What to work on. Each line from the one holding "Does any wooden bench" to the end of the data below must be output verbatim, with no other lines.

[Stored entries]
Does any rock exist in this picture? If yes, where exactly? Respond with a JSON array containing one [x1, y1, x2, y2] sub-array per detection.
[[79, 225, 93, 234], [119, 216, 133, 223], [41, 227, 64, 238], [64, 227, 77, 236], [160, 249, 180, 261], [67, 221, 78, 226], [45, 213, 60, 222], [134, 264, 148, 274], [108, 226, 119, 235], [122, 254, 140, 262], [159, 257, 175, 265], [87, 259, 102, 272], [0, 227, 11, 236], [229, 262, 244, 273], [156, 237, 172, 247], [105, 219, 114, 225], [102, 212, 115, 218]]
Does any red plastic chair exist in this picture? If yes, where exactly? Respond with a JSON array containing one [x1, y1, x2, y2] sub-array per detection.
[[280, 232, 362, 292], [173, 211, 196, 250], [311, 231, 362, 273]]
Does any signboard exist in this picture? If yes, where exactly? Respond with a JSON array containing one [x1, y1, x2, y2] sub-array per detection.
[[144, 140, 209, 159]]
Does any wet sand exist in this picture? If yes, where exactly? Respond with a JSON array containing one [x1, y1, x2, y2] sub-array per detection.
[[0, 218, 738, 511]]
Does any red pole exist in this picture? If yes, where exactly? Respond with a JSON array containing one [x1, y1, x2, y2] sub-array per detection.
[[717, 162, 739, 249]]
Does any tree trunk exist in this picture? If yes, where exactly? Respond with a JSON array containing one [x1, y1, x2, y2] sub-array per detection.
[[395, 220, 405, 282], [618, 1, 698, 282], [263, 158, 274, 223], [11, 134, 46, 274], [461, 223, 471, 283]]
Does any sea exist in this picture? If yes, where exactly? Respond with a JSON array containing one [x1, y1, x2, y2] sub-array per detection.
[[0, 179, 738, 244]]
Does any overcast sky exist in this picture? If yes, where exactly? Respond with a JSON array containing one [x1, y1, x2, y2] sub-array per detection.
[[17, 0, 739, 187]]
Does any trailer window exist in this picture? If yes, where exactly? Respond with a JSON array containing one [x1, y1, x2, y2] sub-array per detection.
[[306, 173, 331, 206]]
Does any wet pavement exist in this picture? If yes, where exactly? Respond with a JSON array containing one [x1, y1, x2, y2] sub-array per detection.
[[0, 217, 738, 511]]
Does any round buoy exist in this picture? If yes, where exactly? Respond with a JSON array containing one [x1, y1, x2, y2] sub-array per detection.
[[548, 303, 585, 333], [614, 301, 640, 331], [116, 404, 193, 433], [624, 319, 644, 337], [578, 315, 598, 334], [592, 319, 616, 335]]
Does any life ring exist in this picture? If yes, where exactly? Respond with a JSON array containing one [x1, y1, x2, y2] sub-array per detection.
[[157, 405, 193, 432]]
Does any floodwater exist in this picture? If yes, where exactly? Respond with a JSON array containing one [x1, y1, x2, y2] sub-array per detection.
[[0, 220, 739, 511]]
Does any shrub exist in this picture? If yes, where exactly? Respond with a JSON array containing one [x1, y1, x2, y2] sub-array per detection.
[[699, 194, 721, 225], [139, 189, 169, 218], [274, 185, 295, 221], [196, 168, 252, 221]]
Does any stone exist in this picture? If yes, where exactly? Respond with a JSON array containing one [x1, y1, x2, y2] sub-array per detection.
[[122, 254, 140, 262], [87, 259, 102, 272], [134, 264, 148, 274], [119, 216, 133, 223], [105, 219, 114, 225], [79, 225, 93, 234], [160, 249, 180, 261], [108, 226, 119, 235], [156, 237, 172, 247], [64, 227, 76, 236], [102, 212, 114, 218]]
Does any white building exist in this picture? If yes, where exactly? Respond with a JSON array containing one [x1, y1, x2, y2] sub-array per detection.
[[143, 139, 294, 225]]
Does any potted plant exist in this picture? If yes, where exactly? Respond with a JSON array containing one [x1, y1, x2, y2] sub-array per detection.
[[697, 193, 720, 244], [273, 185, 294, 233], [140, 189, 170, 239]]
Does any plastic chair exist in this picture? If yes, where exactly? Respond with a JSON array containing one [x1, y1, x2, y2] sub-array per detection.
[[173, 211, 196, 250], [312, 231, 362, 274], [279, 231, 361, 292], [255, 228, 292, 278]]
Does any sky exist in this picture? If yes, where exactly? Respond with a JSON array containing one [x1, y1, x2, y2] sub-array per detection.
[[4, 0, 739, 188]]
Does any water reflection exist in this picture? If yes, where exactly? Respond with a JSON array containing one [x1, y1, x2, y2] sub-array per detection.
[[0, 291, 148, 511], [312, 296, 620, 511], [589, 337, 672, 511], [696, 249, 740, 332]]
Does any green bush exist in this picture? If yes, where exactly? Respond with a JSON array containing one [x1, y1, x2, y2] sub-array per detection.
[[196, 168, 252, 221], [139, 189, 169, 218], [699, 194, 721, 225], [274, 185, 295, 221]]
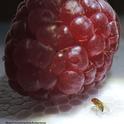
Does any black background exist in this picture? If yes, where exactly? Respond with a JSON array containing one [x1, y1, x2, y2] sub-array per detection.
[[0, 0, 123, 22]]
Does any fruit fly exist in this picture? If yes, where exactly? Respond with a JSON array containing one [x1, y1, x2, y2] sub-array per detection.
[[91, 98, 104, 112]]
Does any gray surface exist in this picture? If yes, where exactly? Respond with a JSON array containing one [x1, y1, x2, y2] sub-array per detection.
[[0, 22, 9, 45]]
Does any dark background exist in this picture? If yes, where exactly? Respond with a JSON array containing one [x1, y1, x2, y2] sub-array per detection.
[[0, 0, 123, 22]]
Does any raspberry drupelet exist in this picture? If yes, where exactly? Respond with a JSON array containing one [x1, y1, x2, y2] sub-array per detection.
[[5, 0, 120, 99]]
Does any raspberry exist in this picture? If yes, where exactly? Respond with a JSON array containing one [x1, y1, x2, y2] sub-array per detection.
[[5, 0, 120, 100]]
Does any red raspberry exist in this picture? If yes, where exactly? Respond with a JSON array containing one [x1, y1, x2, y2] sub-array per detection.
[[5, 0, 120, 100]]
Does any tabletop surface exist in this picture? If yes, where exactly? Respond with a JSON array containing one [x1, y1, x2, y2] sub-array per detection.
[[0, 18, 124, 124]]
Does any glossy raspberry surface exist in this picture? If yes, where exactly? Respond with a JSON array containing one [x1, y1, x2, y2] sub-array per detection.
[[5, 0, 120, 99]]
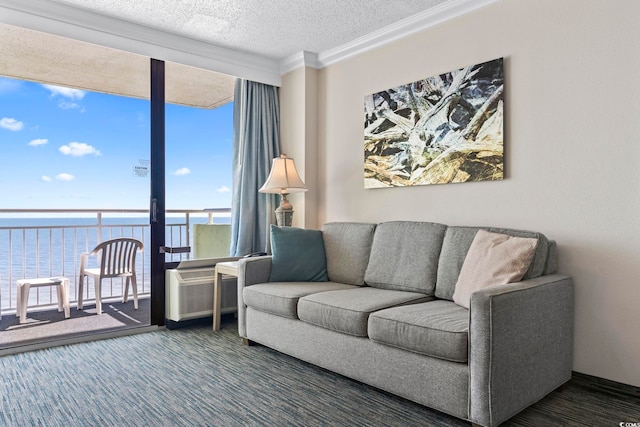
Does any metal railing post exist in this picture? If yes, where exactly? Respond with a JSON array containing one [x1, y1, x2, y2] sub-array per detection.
[[185, 212, 191, 260], [97, 212, 103, 244]]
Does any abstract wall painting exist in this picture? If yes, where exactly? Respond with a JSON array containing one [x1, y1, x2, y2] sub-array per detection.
[[364, 57, 504, 188]]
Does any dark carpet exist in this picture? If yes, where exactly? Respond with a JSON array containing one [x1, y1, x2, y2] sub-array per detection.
[[0, 316, 639, 427]]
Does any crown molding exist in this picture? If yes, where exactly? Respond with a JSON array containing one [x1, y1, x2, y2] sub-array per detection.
[[280, 51, 320, 75], [0, 0, 282, 86], [313, 0, 499, 69], [1, 0, 499, 82]]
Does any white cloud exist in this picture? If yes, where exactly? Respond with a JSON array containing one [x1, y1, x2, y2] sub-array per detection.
[[56, 173, 75, 181], [59, 142, 101, 157], [28, 138, 48, 147], [58, 101, 83, 111], [0, 117, 24, 131], [42, 84, 86, 100], [41, 175, 52, 182], [217, 186, 231, 193], [173, 167, 191, 176]]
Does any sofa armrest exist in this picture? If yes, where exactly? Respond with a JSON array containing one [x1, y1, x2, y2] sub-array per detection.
[[469, 274, 574, 427], [237, 256, 272, 338]]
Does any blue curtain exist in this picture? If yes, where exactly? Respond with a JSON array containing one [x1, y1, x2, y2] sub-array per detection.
[[230, 79, 280, 256]]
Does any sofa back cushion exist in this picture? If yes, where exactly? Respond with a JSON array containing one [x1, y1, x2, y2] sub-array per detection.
[[435, 226, 550, 300], [321, 222, 376, 286], [364, 221, 447, 294], [544, 240, 558, 275]]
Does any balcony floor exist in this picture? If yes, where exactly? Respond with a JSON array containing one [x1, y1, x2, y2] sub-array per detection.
[[0, 297, 150, 350]]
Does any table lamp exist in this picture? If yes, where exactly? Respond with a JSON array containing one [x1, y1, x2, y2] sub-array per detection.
[[259, 154, 307, 226]]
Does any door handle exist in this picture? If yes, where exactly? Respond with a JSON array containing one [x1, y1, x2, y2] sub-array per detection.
[[151, 198, 157, 223]]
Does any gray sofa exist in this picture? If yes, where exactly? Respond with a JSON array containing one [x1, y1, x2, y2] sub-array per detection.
[[236, 221, 573, 427]]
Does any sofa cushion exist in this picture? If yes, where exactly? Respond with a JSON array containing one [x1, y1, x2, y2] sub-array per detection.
[[243, 282, 357, 319], [298, 287, 431, 337], [269, 225, 328, 282], [364, 221, 446, 294], [544, 240, 558, 275], [368, 300, 469, 363], [452, 230, 538, 309], [321, 222, 377, 286], [435, 226, 549, 300]]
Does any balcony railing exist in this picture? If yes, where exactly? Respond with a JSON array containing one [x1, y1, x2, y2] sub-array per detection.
[[0, 208, 231, 317]]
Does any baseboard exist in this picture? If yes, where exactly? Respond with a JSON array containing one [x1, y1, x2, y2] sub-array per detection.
[[571, 371, 640, 394]]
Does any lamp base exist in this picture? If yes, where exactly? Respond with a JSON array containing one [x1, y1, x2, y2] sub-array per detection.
[[275, 207, 294, 227]]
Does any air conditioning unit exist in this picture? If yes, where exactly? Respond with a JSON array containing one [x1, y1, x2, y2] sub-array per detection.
[[166, 258, 238, 325]]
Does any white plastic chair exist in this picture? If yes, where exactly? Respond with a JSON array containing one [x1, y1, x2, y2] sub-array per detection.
[[78, 238, 143, 315]]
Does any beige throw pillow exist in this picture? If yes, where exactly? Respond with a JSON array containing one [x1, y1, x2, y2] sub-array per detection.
[[452, 229, 538, 309]]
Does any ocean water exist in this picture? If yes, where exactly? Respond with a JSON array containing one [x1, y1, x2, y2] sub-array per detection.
[[0, 216, 230, 311]]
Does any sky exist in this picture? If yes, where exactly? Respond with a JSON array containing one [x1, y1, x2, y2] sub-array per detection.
[[0, 76, 233, 212]]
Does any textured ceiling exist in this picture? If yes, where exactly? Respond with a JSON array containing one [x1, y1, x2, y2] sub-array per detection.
[[48, 0, 449, 60], [1, 0, 453, 107]]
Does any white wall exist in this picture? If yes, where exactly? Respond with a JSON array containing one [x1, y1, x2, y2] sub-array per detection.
[[280, 66, 319, 228], [314, 0, 640, 386]]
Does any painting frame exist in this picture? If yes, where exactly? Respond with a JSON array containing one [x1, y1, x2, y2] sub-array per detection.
[[364, 57, 505, 188]]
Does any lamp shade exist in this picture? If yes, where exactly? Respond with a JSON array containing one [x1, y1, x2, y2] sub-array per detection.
[[259, 154, 308, 194]]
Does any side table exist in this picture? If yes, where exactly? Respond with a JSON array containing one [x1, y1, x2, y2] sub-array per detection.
[[16, 277, 71, 323], [213, 261, 238, 331]]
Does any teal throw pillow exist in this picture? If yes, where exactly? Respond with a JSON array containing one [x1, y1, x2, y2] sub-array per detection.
[[269, 225, 328, 282]]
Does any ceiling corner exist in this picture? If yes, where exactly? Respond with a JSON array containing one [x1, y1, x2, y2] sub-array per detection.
[[280, 51, 320, 75]]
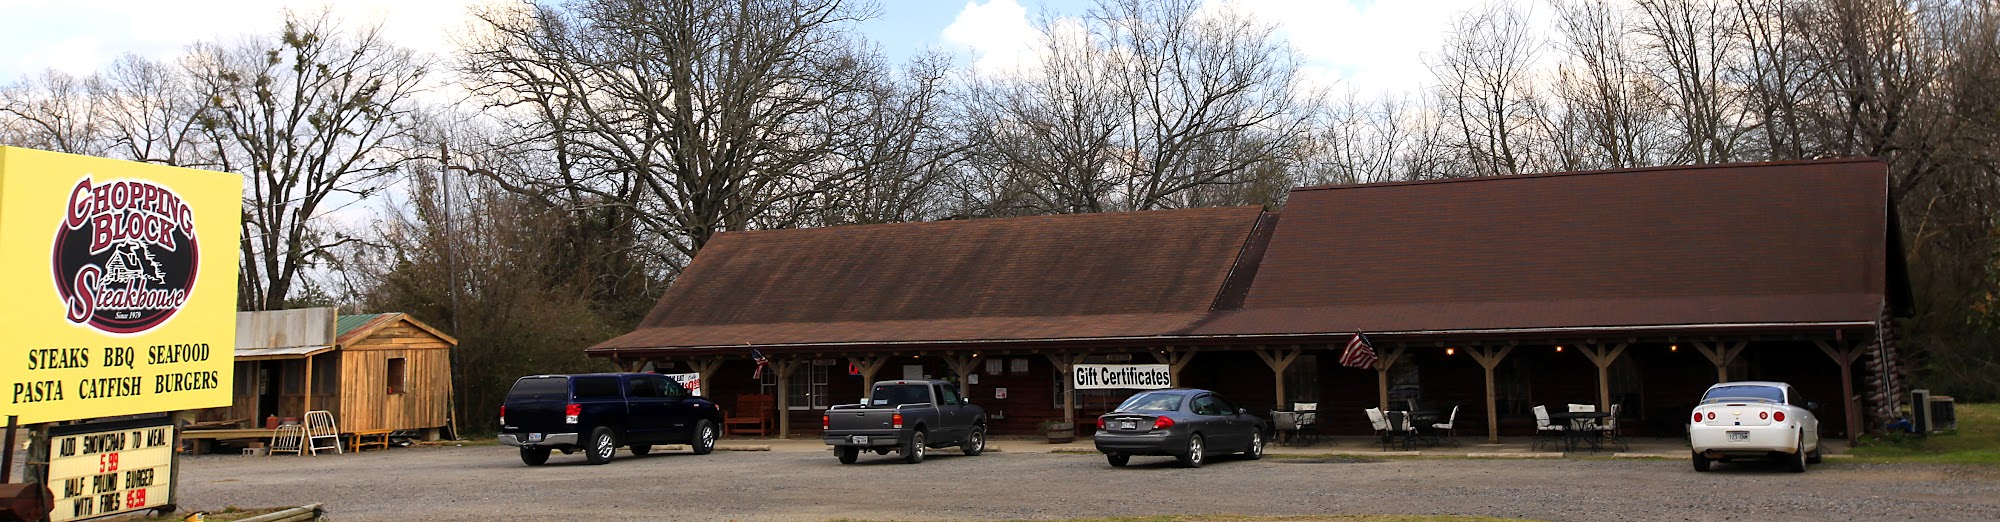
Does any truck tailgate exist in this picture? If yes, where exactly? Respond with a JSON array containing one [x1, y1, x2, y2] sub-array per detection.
[[825, 408, 899, 432]]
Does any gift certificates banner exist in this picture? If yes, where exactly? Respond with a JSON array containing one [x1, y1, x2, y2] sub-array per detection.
[[0, 147, 242, 423]]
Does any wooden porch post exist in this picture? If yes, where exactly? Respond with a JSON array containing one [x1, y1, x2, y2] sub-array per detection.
[[772, 359, 802, 438], [1466, 345, 1514, 443], [1149, 346, 1199, 385], [1815, 340, 1866, 445], [1577, 343, 1628, 410], [848, 355, 889, 398], [1253, 345, 1302, 409], [688, 357, 724, 398], [1045, 353, 1081, 424], [302, 354, 314, 413], [1373, 345, 1407, 412], [1693, 341, 1748, 383], [943, 354, 976, 397]]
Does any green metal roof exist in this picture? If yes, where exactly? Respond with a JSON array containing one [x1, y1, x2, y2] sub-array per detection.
[[335, 313, 391, 337]]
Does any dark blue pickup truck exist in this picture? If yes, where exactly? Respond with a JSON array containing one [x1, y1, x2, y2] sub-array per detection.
[[498, 373, 724, 465]]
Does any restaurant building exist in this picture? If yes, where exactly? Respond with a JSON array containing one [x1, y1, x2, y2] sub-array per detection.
[[588, 159, 1909, 444]]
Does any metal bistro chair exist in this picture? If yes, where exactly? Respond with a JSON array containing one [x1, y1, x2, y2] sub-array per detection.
[[1531, 405, 1566, 451], [1430, 405, 1460, 446], [1293, 403, 1322, 445], [1598, 403, 1628, 452], [304, 410, 343, 456], [1383, 410, 1417, 451], [1364, 408, 1391, 450], [267, 424, 306, 457], [1272, 411, 1301, 446]]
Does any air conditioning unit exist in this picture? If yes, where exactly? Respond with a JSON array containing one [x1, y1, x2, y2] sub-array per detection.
[[1929, 395, 1957, 433]]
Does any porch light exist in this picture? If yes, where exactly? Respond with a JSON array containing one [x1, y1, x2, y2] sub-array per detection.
[[1445, 348, 1455, 355], [1555, 345, 1564, 352], [1670, 344, 1678, 352]]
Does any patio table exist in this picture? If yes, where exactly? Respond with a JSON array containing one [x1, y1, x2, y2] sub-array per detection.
[[1548, 411, 1611, 452]]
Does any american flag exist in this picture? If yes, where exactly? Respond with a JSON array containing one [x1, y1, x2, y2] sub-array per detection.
[[1339, 332, 1378, 369], [750, 348, 769, 379]]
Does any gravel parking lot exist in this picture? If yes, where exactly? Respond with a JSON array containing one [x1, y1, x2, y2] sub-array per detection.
[[173, 443, 2000, 521]]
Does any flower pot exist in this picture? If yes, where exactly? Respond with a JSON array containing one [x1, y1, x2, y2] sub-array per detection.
[[1044, 422, 1075, 444]]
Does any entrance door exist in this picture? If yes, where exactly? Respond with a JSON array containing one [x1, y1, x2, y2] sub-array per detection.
[[257, 361, 281, 422]]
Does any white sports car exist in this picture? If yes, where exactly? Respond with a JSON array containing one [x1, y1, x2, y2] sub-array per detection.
[[1689, 381, 1822, 472]]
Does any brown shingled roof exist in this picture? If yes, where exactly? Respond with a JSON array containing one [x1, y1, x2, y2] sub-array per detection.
[[591, 206, 1268, 355], [1189, 158, 1906, 339]]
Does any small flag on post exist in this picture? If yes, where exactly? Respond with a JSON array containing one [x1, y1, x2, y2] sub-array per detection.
[[750, 348, 769, 379], [1339, 332, 1378, 369]]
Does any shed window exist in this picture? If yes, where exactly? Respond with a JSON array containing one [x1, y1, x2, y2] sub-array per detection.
[[387, 358, 408, 394]]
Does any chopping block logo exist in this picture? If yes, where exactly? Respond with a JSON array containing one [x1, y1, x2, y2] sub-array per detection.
[[52, 176, 201, 335]]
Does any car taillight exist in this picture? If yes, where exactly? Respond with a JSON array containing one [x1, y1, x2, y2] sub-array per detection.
[[1693, 412, 1703, 423], [1096, 417, 1107, 430], [1153, 416, 1174, 429], [1759, 411, 1769, 420], [1706, 412, 1716, 420], [892, 413, 904, 429], [499, 405, 507, 425], [1773, 411, 1786, 422], [565, 403, 581, 425], [822, 415, 830, 430]]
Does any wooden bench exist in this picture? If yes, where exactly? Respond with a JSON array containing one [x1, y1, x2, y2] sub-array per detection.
[[349, 429, 394, 452], [723, 394, 775, 437]]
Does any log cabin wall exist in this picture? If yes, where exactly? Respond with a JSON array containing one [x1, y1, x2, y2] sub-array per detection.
[[336, 319, 452, 432]]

Answer to the problem.
Does any wooden bench exist in this picture? If yes, where exactly? Respond with a JSON array containing one [x1, y1, x2, y2] sub-array per detection.
[[349, 429, 394, 452], [723, 394, 775, 437]]
Does any log cabin wall exist in this picture? If yes, where exactly? Respond with a JSON array containing one [x1, y1, x2, y2] sub-array per detection.
[[336, 319, 452, 432]]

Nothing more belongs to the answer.